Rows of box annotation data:
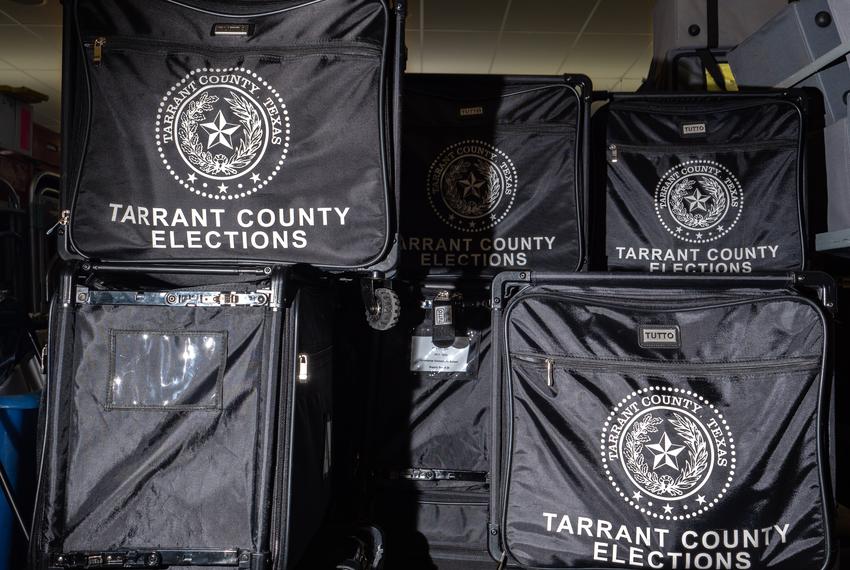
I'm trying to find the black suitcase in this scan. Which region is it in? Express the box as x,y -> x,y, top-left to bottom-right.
367,75 -> 590,569
30,266 -> 333,570
594,92 -> 809,273
61,0 -> 405,271
400,74 -> 591,278
490,273 -> 835,570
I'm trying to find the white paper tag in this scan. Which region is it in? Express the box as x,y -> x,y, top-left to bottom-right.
410,336 -> 470,374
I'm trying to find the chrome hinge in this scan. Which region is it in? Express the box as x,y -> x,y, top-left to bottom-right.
298,352 -> 310,384
45,210 -> 71,236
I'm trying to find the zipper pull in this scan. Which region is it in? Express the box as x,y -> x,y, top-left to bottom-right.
92,36 -> 106,65
298,352 -> 309,384
44,210 -> 71,236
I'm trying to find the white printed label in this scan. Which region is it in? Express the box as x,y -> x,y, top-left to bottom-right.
410,336 -> 470,373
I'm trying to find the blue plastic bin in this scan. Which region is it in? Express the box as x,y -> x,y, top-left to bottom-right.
0,392 -> 41,570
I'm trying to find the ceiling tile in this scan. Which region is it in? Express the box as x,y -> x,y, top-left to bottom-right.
404,0 -> 424,29
421,0 -> 506,31
505,0 -> 596,32
404,32 -> 422,73
0,27 -> 62,69
23,69 -> 62,95
617,79 -> 643,93
486,32 -> 576,75
561,34 -> 647,78
33,97 -> 62,131
625,40 -> 652,79
585,0 -> 655,34
422,31 -> 499,73
0,0 -> 62,25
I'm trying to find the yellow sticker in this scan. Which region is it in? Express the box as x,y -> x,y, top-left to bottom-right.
705,63 -> 738,91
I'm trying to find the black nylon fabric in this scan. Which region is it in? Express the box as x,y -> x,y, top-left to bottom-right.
370,286 -> 493,568
606,96 -> 806,273
32,274 -> 333,570
496,284 -> 832,570
400,75 -> 590,278
57,306 -> 267,551
64,0 -> 392,268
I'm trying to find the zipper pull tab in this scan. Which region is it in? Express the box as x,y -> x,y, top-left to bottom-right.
92,36 -> 106,65
44,210 -> 71,236
298,352 -> 309,384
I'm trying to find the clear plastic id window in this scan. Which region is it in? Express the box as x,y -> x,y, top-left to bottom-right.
107,330 -> 227,410
410,333 -> 477,376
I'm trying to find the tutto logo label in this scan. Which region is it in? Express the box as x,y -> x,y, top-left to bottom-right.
154,67 -> 291,200
638,325 -> 681,348
682,123 -> 708,137
655,160 -> 744,243
601,386 -> 736,520
426,140 -> 517,232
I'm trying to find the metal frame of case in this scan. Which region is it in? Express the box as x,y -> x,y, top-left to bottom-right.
30,263 -> 330,570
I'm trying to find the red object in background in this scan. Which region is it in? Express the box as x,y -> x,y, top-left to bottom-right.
18,106 -> 32,153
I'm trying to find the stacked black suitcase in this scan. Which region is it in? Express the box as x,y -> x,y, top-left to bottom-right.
364,75 -> 590,569
30,0 -> 404,570
480,87 -> 835,570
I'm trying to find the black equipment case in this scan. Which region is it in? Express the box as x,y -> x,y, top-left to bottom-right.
367,75 -> 591,569
61,0 -> 405,271
31,266 -> 333,570
594,92 -> 809,273
490,273 -> 835,570
401,74 -> 591,278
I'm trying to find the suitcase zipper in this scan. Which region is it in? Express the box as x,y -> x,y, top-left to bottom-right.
608,140 -> 797,154
511,352 -> 821,380
44,210 -> 71,236
92,36 -> 106,65
83,36 -> 383,67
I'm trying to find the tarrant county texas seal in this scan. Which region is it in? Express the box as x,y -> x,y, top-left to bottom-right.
601,386 -> 736,520
655,160 -> 744,243
154,67 -> 291,200
427,140 -> 517,232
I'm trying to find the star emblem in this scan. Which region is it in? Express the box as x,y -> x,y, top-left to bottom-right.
201,111 -> 239,150
685,188 -> 711,212
646,431 -> 685,471
459,172 -> 484,200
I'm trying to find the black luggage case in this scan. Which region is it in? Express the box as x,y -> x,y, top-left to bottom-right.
490,273 -> 835,570
367,75 -> 591,569
594,91 -> 809,273
61,0 -> 405,271
401,74 -> 591,278
31,267 -> 333,570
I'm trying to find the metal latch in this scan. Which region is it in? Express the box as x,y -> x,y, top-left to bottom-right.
298,352 -> 310,384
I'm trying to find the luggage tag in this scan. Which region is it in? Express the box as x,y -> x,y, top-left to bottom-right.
410,291 -> 478,379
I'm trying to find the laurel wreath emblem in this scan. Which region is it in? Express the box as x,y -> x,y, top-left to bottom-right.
669,176 -> 728,229
177,93 -> 263,176
624,413 -> 708,498
444,159 -> 502,218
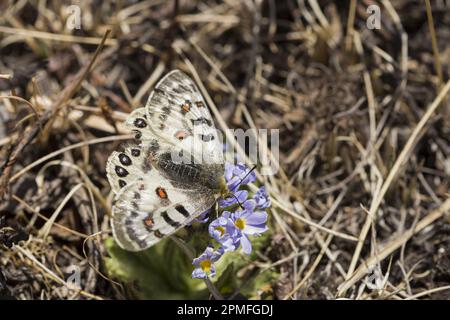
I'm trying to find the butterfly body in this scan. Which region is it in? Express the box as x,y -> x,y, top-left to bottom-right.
106,70 -> 225,251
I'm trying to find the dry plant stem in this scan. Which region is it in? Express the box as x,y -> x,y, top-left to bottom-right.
11,194 -> 88,238
425,0 -> 444,87
38,183 -> 83,239
338,198 -> 450,296
0,30 -> 110,198
345,0 -> 357,51
347,77 -> 450,288
405,286 -> 450,300
283,234 -> 333,300
271,198 -> 358,241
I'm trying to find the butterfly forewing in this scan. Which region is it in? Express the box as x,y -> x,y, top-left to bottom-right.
107,70 -> 223,251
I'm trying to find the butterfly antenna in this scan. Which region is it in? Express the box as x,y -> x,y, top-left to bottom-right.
230,166 -> 256,209
230,193 -> 244,209
238,165 -> 256,186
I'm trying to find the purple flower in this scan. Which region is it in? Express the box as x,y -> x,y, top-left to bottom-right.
191,209 -> 211,224
225,163 -> 256,192
231,210 -> 267,254
208,211 -> 239,252
219,190 -> 248,208
192,247 -> 223,279
244,186 -> 271,210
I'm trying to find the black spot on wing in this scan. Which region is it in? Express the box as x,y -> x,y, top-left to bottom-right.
114,166 -> 128,178
119,153 -> 131,166
191,117 -> 212,127
154,230 -> 165,239
175,204 -> 190,218
131,149 -> 141,157
199,133 -> 214,142
134,118 -> 147,128
119,179 -> 127,188
161,211 -> 180,228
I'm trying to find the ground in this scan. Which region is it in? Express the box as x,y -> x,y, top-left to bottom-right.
0,0 -> 450,299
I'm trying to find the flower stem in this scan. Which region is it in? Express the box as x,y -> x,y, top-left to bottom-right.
170,236 -> 224,300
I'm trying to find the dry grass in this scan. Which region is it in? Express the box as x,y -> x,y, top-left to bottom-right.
0,0 -> 450,299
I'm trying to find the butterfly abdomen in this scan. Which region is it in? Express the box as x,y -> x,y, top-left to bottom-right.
158,153 -> 201,183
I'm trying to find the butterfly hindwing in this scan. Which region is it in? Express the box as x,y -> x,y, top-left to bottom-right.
112,176 -> 215,251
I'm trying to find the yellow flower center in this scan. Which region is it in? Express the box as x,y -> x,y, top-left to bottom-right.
234,218 -> 245,230
200,259 -> 211,272
216,226 -> 225,237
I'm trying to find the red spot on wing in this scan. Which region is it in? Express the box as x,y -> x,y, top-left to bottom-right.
155,187 -> 167,199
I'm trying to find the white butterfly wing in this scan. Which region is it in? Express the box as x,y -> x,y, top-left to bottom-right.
106,70 -> 223,251
111,170 -> 215,251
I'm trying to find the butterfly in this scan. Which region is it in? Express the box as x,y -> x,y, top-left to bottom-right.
106,70 -> 229,251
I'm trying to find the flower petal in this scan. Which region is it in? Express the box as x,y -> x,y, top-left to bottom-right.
241,235 -> 252,254
191,268 -> 207,279
246,211 -> 267,225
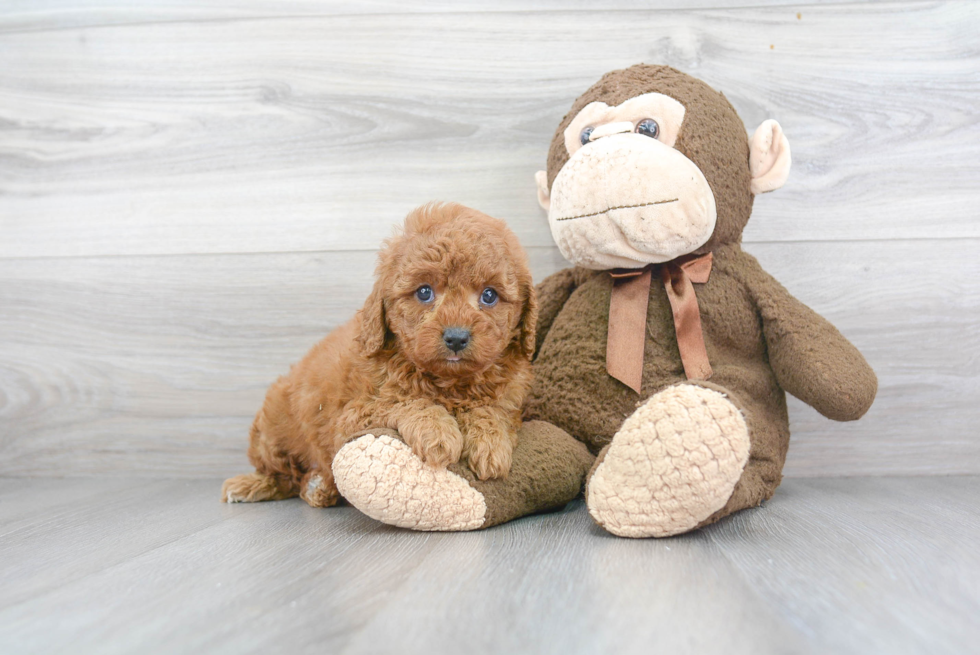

**Task requirements:** Please reproduce all of the items above word for word, omitting the pictures.

**Solution to this problem:**
I'm trying to find the black suitcase in this scan. Which region is it in? Express the box as x,y -> x,y, top-left to bottom-right.
367,75 -> 590,569
30,266 -> 333,570
594,92 -> 809,273
61,0 -> 405,271
400,74 -> 591,278
490,273 -> 835,570
I'm trying to find the white paper tag in this scan. Which region is it in? Express the box as x,y -> x,y, top-left to bottom-right.
410,336 -> 470,374
I'm trying to find the chrome hinge in this scan. Which region is it in? Express the box as x,y -> x,y, top-left to bottom-right.
298,352 -> 310,384
45,210 -> 71,236
I'm trying to find the zipper pull in this scan. Which region is it in? Express the box as x,y -> x,y, top-left to bottom-right.
92,36 -> 106,65
298,352 -> 309,384
44,210 -> 71,236
I'm trying to find the white printed label in this scan. Which region is it in? Express the box as x,y -> x,y, top-left to bottom-right.
410,336 -> 470,373
I'm trying to find the blue plastic bin in this scan. Which region is it in? Express the box as x,y -> x,y, top-left to bottom-right.
0,392 -> 41,570
I'm trying to find the ceiling tile in this scan. Which region is it in? Express the box as x,y -> x,y, top-left to bottom-right.
404,0 -> 424,29
421,0 -> 506,31
505,0 -> 596,32
404,32 -> 422,73
0,27 -> 62,69
23,69 -> 62,95
617,79 -> 643,93
486,32 -> 576,75
561,34 -> 647,78
33,97 -> 62,131
625,40 -> 652,79
585,0 -> 655,34
422,31 -> 499,73
0,0 -> 62,25
I'm trying to find the yellow sticker in this scan. Which region is it in? Express the box as x,y -> x,y, top-left to bottom-right.
705,63 -> 738,91
I'm trying to find the black nylon fabric in this scan. Which region is it in? Express the box as x,y -> x,y, top-left to bottom-right.
370,286 -> 493,568
606,96 -> 806,273
32,274 -> 333,570
496,284 -> 832,570
400,75 -> 590,278
57,306 -> 267,551
64,0 -> 392,268
I'm trying to find the zipper pull tab in this scan. Which region is it in? Express the box as x,y -> x,y, top-left to bottom-right.
92,36 -> 106,65
44,210 -> 71,236
298,352 -> 309,384
I'm trying to find the clear plastic id window in this scan. Which region is it in? Express the box as x,y -> x,y, top-left to bottom-right.
107,330 -> 227,410
410,333 -> 477,376
I'm trying to find the tutto logo label in this scan. Which region is it in? Express the box as x,y -> x,y, top-left to bottom-right.
154,67 -> 291,200
638,325 -> 681,348
682,123 -> 708,137
655,160 -> 744,243
601,386 -> 736,520
426,140 -> 517,232
I'm trying to find the metal frame of case in this scan. Which region is it in? Express the box as x,y -> x,y, top-left to bottom-right.
30,263 -> 330,570
I'm trying to find the red object in background in this scan. Which region is it in? Express the box as x,y -> x,y, top-left to bottom-right.
18,106 -> 32,153
I'm trying to find the stacked black suitcase in this scan. Which region is it in? Express the box as x,y -> x,y, top-left to bottom-right.
364,75 -> 590,569
30,0 -> 404,570
480,87 -> 835,570
I'm trying to find the black equipment case in this scan. Which region is it in? Express the box as x,y -> x,y, top-left to bottom-right.
367,75 -> 591,569
61,0 -> 405,271
31,266 -> 333,570
594,92 -> 809,273
490,273 -> 835,570
401,74 -> 591,278
I'm trying to find the suitcase zipper in this scan. Which region is it in? Express the box as x,y -> x,y, top-left to bottom-right.
608,140 -> 797,154
511,352 -> 821,380
44,210 -> 71,236
92,36 -> 106,65
83,36 -> 383,67
I'm trying to find the tarrant county texas seal in this scan. Which region is it in? Express the box as x,y -> x,y, top-left to bottom-right.
601,386 -> 736,520
655,160 -> 744,243
154,67 -> 291,200
427,140 -> 517,232
I'm trying to find the star emblem in this scan. Which region is it in? Express the box as x,y -> x,y, top-left to bottom-right.
201,111 -> 239,150
685,188 -> 711,212
646,431 -> 685,471
459,172 -> 484,200
I'm trying to find the black luggage case in this scan. Which region is it in? Express the box as x,y -> x,y, top-left to bottom-right.
490,273 -> 835,570
367,75 -> 591,569
594,91 -> 809,273
61,0 -> 405,271
401,74 -> 591,278
31,267 -> 333,570
I'm trying to find the metal latch in this scan. Which region is it in? Express the box as x,y -> x,y, top-left to bottom-right.
298,352 -> 310,384
I'm trying to find the luggage tag in this scan. Which region is it in? Express the box as x,y -> x,y, top-left to bottom-right.
410,291 -> 478,379
I'm trying to find the laurel wreath emblem in this scan. Which region is it in? Express the box as x,y -> x,y, top-left to bottom-right.
669,176 -> 728,229
177,93 -> 263,176
624,413 -> 708,498
444,159 -> 502,218
I'm trying to find the butterfly body in this scan. Which region is it in? Express the box as x,y -> x,y, top-left to bottom-right.
106,70 -> 225,251
I'm trying to find the dry plant stem in this scan. Which region is it in? Express the box as x,y -> x,y, top-left to bottom-right.
11,194 -> 88,238
425,0 -> 444,87
38,183 -> 83,239
338,198 -> 450,296
0,30 -> 110,198
345,0 -> 357,51
347,77 -> 450,288
405,286 -> 450,300
283,234 -> 333,300
271,198 -> 358,241
I'm trying to find the butterfly forewing in this scan. Which region is it in? Express the box as x,y -> x,y, top-left to bottom-right.
107,70 -> 223,251
I'm trying to find the butterfly antenna in this scan. Which region is it in? Express the box as x,y -> x,y, top-left to bottom-right.
230,166 -> 256,209
230,193 -> 244,209
238,165 -> 256,186
I'm trying to find the purple flower in this scan. Which region is it in? Express the box as x,y -> x,y, top-left to bottom-right.
191,209 -> 211,224
225,163 -> 256,192
231,210 -> 267,254
208,211 -> 239,252
219,190 -> 248,208
192,247 -> 223,279
244,186 -> 271,210
I'm trying to find the black spot on wing in this scan. Which region is it in? Express the box as x,y -> x,y, top-left to bottom-right.
114,166 -> 128,178
119,153 -> 131,166
191,117 -> 212,127
154,230 -> 165,239
175,204 -> 190,218
131,149 -> 141,157
199,133 -> 214,142
134,118 -> 147,128
119,179 -> 127,188
161,211 -> 180,228
I'm trying to find the ground in this scan. Which region is it in? Express the box as x,y -> x,y, top-left to bottom-right.
0,0 -> 450,299
I'm trying to find the flower stem in this scan. Which region is it in? Express the box as x,y -> x,y, top-left to bottom-right.
170,236 -> 224,300
I'm trying to find the dry grass in this scan. Which region is it in? Express the box as x,y -> x,y, top-left to bottom-right.
0,0 -> 450,299
I'm trying to find the butterfly abdomen in this scan. Which region is it in? Express the box as x,y -> x,y, top-left to bottom-right.
158,153 -> 201,183
I'm trying to find the butterfly hindwing in this scan. Which region is it in? Express the box as x,y -> x,y, top-left to bottom-right.
112,176 -> 215,251
I'm trying to find the yellow flower center in this scan. Which region is it in? Express the box as x,y -> x,y, top-left to bottom-right.
234,218 -> 245,230
200,259 -> 211,272
216,226 -> 225,237
I'm trying to find the red spot on wing in this scan. Which region is it in? Express the box as x,y -> x,y, top-left to bottom-right.
155,187 -> 167,199
I'm trying to find the white butterfly wing in this scan. Which region is it in? Express the box as x,y -> x,y, top-left to bottom-right.
106,70 -> 223,251
111,170 -> 215,251
I'm trying to find the butterfly in this scan. Which region is it in? Express the box as x,y -> x,y, top-left to bottom-right.
106,70 -> 229,251
I'm trying to find the flower petal in this scan. Which region is it in? Express the box as x,y -> x,y, top-left to bottom-right.
241,235 -> 252,254
191,268 -> 207,279
246,211 -> 267,225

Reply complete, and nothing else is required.